» Stated exercise:
Pick out each line in the items below that contains the word "yellow" and copy it out. Case counts.

» Supplied records:

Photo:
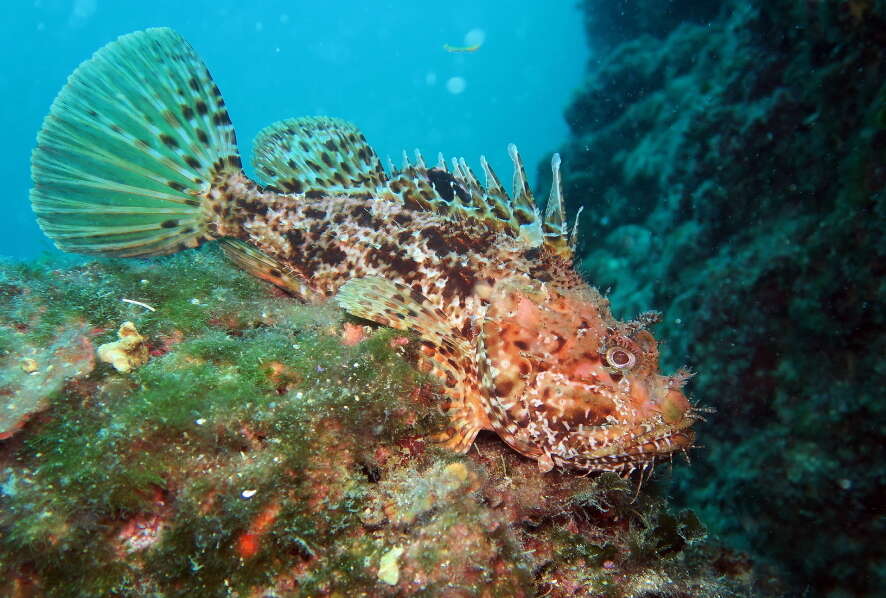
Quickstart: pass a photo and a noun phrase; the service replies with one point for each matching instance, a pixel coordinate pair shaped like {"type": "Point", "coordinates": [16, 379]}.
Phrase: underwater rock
{"type": "Point", "coordinates": [31, 374]}
{"type": "Point", "coordinates": [258, 455]}
{"type": "Point", "coordinates": [126, 354]}
{"type": "Point", "coordinates": [751, 147]}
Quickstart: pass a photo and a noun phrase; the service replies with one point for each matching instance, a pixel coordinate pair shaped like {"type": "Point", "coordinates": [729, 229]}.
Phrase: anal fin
{"type": "Point", "coordinates": [263, 266]}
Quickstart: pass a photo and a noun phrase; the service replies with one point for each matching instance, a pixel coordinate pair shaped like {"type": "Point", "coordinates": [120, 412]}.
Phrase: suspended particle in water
{"type": "Point", "coordinates": [456, 85]}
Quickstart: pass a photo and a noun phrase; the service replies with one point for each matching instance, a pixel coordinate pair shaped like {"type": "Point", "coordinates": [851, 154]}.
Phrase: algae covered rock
{"type": "Point", "coordinates": [263, 450]}
{"type": "Point", "coordinates": [30, 374]}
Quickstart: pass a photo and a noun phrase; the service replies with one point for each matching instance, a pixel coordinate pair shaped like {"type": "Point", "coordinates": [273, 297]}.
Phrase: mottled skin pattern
{"type": "Point", "coordinates": [138, 157]}
{"type": "Point", "coordinates": [532, 334]}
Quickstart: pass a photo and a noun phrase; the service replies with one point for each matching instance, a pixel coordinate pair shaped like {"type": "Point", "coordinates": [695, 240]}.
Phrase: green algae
{"type": "Point", "coordinates": [257, 452]}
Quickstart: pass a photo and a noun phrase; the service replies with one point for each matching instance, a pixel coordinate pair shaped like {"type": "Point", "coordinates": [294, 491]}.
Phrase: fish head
{"type": "Point", "coordinates": [571, 387]}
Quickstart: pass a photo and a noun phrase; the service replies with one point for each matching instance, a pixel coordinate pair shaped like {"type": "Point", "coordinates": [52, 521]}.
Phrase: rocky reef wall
{"type": "Point", "coordinates": [731, 158]}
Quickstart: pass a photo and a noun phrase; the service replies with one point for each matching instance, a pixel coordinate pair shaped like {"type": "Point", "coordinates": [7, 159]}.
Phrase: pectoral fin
{"type": "Point", "coordinates": [445, 355]}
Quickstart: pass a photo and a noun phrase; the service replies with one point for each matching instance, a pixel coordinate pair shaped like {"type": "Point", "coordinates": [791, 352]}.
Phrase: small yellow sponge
{"type": "Point", "coordinates": [127, 353]}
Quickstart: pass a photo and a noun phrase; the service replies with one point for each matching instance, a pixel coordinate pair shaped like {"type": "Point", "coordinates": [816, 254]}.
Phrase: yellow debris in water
{"type": "Point", "coordinates": [127, 353]}
{"type": "Point", "coordinates": [388, 569]}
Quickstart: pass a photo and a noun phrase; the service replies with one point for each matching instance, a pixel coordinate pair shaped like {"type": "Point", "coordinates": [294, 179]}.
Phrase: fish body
{"type": "Point", "coordinates": [138, 157]}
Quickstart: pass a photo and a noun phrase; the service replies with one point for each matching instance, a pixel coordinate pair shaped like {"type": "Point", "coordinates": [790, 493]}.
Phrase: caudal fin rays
{"type": "Point", "coordinates": [130, 148]}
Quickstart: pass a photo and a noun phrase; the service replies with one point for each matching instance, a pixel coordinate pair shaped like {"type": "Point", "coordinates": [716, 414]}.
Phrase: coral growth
{"type": "Point", "coordinates": [265, 451]}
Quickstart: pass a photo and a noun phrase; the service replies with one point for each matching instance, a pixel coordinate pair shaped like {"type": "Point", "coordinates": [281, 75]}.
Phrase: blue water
{"type": "Point", "coordinates": [381, 65]}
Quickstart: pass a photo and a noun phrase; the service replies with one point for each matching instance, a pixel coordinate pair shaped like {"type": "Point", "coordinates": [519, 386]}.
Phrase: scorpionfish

» Exercise answer:
Phrase: small yellow sponge
Phrase: yellow debris in water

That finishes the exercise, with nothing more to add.